EXERCISE MATERIAL >>
>> begin
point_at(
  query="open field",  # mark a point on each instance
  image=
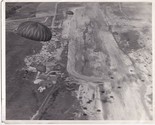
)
(98, 62)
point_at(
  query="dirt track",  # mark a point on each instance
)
(131, 94)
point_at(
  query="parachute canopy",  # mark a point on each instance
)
(34, 31)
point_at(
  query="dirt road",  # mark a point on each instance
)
(95, 59)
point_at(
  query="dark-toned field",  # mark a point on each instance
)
(96, 66)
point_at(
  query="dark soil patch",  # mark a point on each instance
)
(20, 100)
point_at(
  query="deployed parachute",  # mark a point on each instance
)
(34, 31)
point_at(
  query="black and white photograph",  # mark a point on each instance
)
(78, 61)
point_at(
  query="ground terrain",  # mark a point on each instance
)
(98, 62)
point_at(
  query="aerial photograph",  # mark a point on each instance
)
(78, 61)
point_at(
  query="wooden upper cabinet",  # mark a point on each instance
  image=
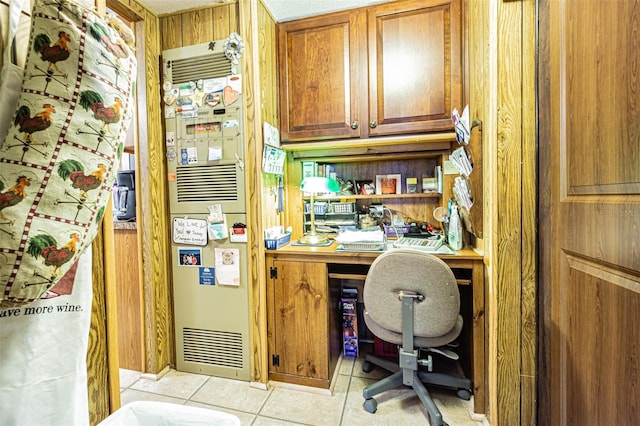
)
(394, 68)
(415, 66)
(317, 59)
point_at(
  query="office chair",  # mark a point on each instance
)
(411, 298)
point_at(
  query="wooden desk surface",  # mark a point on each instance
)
(325, 253)
(465, 259)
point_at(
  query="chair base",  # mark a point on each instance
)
(462, 385)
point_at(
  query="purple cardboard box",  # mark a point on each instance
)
(350, 327)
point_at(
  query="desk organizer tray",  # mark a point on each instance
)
(274, 244)
(396, 231)
(363, 246)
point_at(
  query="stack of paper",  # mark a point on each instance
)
(347, 237)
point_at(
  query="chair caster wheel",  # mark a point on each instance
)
(370, 405)
(464, 394)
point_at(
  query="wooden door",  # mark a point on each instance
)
(415, 66)
(320, 76)
(590, 257)
(299, 324)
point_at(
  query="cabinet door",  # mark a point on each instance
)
(415, 66)
(318, 74)
(300, 317)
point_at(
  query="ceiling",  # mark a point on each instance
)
(282, 10)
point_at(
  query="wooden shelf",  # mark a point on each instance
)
(374, 196)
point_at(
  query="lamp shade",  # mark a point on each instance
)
(319, 185)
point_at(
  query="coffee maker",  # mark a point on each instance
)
(124, 200)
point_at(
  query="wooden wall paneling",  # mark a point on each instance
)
(154, 221)
(221, 24)
(513, 245)
(197, 27)
(544, 231)
(152, 203)
(248, 23)
(129, 300)
(171, 31)
(528, 274)
(480, 97)
(100, 356)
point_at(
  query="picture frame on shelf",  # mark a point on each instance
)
(389, 184)
(365, 187)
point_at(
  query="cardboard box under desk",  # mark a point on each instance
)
(350, 326)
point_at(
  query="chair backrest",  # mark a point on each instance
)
(412, 271)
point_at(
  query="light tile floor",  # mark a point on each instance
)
(281, 405)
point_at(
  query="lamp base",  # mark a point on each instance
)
(313, 239)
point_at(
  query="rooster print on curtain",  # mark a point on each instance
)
(59, 160)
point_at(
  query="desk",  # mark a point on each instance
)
(303, 323)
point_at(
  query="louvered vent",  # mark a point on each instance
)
(220, 348)
(215, 183)
(199, 67)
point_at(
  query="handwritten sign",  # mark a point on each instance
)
(190, 231)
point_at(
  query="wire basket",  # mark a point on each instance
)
(396, 230)
(342, 207)
(319, 208)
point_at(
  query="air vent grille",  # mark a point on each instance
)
(217, 183)
(199, 67)
(219, 348)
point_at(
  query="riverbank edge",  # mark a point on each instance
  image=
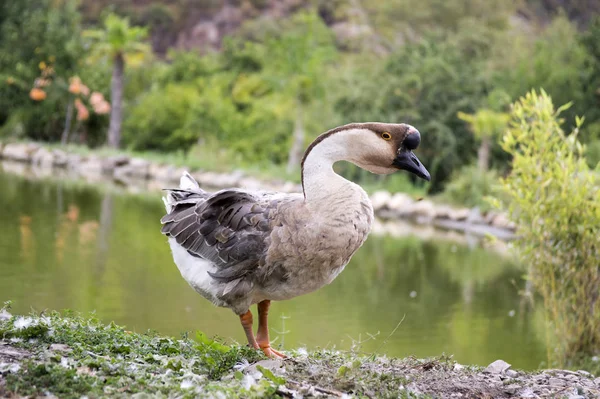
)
(69, 356)
(129, 170)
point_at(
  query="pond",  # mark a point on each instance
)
(66, 244)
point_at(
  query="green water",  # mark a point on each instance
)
(70, 245)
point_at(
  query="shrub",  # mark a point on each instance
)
(553, 197)
(157, 121)
(470, 186)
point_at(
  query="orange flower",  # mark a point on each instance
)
(41, 82)
(82, 112)
(96, 98)
(37, 94)
(75, 85)
(102, 108)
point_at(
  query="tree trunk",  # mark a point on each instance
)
(64, 139)
(296, 152)
(116, 93)
(483, 154)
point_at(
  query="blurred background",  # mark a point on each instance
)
(227, 85)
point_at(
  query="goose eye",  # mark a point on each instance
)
(412, 141)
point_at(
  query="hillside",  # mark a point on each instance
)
(202, 24)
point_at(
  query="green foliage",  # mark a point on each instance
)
(36, 35)
(554, 60)
(427, 63)
(553, 197)
(485, 122)
(157, 122)
(426, 84)
(118, 37)
(108, 360)
(470, 186)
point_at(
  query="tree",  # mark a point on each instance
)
(296, 65)
(36, 37)
(122, 44)
(552, 195)
(485, 124)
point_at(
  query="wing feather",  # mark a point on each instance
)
(229, 228)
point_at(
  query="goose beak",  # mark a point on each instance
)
(408, 161)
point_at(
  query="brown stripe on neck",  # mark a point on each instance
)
(329, 133)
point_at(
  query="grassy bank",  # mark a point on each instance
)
(70, 356)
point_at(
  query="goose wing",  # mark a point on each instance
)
(229, 228)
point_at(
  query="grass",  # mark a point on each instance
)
(71, 356)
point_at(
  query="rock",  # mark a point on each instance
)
(60, 158)
(137, 167)
(21, 152)
(443, 212)
(459, 214)
(271, 364)
(91, 167)
(380, 199)
(475, 217)
(497, 367)
(43, 158)
(4, 315)
(556, 382)
(502, 221)
(74, 160)
(112, 162)
(511, 373)
(424, 208)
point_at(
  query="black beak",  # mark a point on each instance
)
(408, 161)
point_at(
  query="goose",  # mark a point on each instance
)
(238, 247)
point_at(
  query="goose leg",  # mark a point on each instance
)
(262, 337)
(246, 320)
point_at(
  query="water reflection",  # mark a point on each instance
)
(68, 245)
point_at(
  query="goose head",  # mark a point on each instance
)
(380, 148)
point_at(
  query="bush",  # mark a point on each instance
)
(470, 186)
(157, 121)
(553, 197)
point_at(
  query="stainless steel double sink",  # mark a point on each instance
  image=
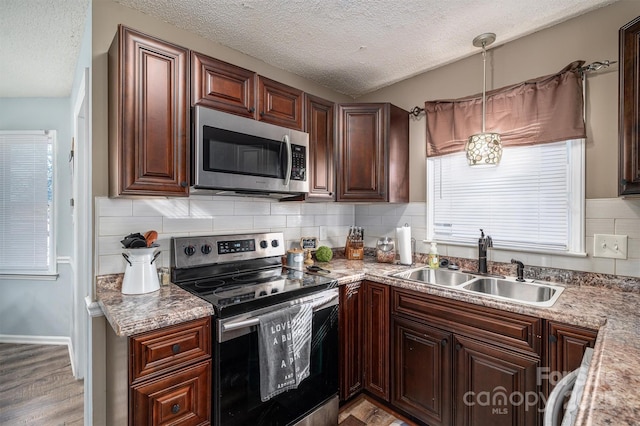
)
(530, 292)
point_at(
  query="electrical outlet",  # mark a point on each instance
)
(323, 233)
(611, 246)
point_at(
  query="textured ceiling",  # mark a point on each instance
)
(39, 46)
(351, 46)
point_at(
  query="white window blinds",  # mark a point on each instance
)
(532, 201)
(26, 202)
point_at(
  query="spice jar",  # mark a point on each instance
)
(385, 250)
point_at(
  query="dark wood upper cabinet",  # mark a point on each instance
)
(373, 153)
(320, 124)
(148, 116)
(629, 109)
(279, 104)
(222, 86)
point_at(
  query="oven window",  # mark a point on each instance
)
(237, 378)
(231, 152)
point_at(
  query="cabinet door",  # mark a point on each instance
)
(361, 167)
(566, 346)
(376, 335)
(351, 331)
(148, 116)
(629, 183)
(279, 104)
(222, 86)
(422, 376)
(160, 351)
(319, 124)
(183, 398)
(494, 386)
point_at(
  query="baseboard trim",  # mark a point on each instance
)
(43, 340)
(35, 340)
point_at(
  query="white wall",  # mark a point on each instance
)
(41, 309)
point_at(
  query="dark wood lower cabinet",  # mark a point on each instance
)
(494, 386)
(565, 348)
(180, 398)
(376, 339)
(351, 330)
(422, 384)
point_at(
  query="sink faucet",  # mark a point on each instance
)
(483, 244)
(520, 270)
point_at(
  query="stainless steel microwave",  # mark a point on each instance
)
(240, 156)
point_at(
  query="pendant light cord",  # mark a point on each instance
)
(484, 82)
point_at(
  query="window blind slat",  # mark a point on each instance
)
(26, 202)
(522, 203)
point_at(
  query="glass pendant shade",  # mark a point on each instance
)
(483, 149)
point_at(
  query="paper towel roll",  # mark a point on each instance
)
(404, 245)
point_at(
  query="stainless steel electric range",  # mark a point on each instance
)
(243, 278)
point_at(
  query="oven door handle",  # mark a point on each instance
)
(249, 322)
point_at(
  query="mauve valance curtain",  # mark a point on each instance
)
(542, 110)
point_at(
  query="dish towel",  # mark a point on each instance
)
(284, 348)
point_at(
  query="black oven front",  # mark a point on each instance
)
(236, 380)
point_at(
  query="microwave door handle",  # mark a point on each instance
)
(287, 175)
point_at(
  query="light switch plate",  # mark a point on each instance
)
(610, 246)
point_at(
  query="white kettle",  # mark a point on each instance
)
(140, 274)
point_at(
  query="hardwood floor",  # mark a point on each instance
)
(364, 411)
(37, 386)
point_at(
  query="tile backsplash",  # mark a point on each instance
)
(201, 215)
(212, 215)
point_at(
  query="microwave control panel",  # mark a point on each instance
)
(299, 162)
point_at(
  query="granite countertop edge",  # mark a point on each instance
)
(612, 392)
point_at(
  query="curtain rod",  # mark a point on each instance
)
(592, 67)
(595, 66)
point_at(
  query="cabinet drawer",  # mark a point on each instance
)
(181, 398)
(170, 348)
(506, 329)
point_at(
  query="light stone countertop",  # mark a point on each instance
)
(134, 314)
(612, 393)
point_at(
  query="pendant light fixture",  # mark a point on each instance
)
(484, 149)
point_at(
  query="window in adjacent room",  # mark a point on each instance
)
(27, 244)
(532, 201)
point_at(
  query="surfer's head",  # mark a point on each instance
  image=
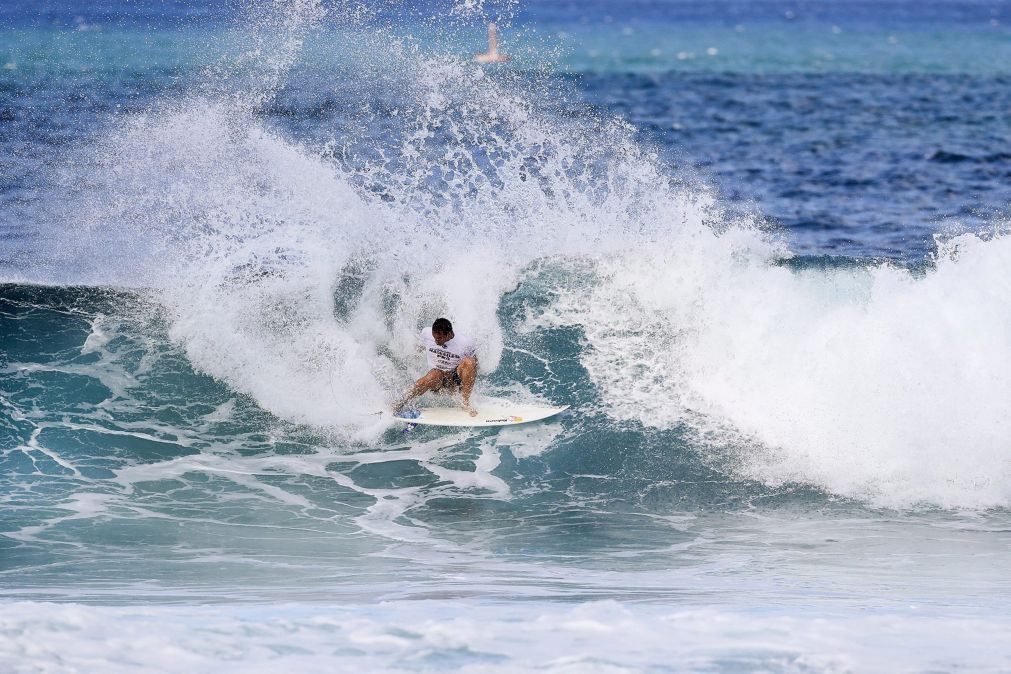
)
(442, 330)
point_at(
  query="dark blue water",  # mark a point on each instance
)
(757, 247)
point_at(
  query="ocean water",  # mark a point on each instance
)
(759, 248)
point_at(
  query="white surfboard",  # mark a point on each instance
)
(490, 412)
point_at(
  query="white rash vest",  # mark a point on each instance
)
(447, 357)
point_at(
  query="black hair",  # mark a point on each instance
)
(442, 325)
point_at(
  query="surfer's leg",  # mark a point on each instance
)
(467, 372)
(433, 381)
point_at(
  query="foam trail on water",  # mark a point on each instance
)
(872, 383)
(295, 281)
(300, 279)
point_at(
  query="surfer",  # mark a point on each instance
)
(453, 362)
(491, 56)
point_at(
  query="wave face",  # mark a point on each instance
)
(211, 298)
(298, 277)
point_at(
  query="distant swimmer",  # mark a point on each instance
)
(491, 56)
(453, 363)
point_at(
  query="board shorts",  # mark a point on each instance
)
(451, 379)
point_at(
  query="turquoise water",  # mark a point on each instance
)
(757, 248)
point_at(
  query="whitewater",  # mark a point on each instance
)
(774, 461)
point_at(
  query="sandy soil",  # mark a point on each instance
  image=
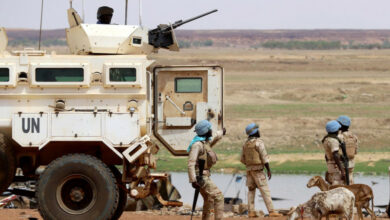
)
(28, 214)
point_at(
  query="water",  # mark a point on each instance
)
(291, 188)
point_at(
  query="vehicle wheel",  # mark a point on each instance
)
(8, 164)
(77, 187)
(122, 193)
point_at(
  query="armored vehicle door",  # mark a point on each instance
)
(183, 96)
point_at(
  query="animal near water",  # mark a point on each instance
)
(339, 201)
(363, 194)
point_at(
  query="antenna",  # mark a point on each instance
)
(127, 1)
(140, 12)
(40, 28)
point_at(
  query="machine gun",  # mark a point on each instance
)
(163, 37)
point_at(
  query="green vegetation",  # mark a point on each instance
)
(302, 45)
(320, 45)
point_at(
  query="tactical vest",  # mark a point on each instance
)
(325, 142)
(350, 144)
(252, 156)
(208, 155)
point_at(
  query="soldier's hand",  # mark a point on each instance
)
(269, 174)
(195, 185)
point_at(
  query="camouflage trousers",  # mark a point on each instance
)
(334, 175)
(212, 198)
(257, 179)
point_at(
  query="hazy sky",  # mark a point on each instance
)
(233, 14)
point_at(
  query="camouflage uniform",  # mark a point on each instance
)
(209, 191)
(331, 144)
(254, 156)
(351, 145)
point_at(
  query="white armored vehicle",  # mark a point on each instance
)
(89, 117)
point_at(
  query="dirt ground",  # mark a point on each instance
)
(28, 214)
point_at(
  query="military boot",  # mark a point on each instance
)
(275, 214)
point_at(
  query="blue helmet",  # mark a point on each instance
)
(202, 127)
(344, 120)
(332, 126)
(252, 128)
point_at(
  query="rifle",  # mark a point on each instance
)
(162, 35)
(199, 179)
(346, 162)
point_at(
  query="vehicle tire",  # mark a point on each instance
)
(8, 164)
(122, 193)
(77, 187)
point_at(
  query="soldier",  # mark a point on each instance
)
(200, 148)
(104, 15)
(351, 143)
(254, 157)
(331, 143)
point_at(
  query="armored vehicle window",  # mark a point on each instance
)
(188, 85)
(123, 74)
(4, 75)
(59, 74)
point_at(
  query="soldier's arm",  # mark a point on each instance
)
(357, 144)
(242, 156)
(217, 137)
(260, 147)
(335, 147)
(192, 158)
(336, 158)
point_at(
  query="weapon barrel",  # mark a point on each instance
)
(179, 23)
(346, 163)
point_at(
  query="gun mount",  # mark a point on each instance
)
(164, 37)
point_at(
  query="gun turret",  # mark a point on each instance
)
(163, 36)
>> end
EXERCISE PROMPT >> From the records above, copy out every line that contains the word "oven". Case counts.

SOLUTION >>
  query="oven window",  # mark a point on each instance
  query="oven door handle",  # mark a point on each instance
  query="black oven front",  # mark a point on each instance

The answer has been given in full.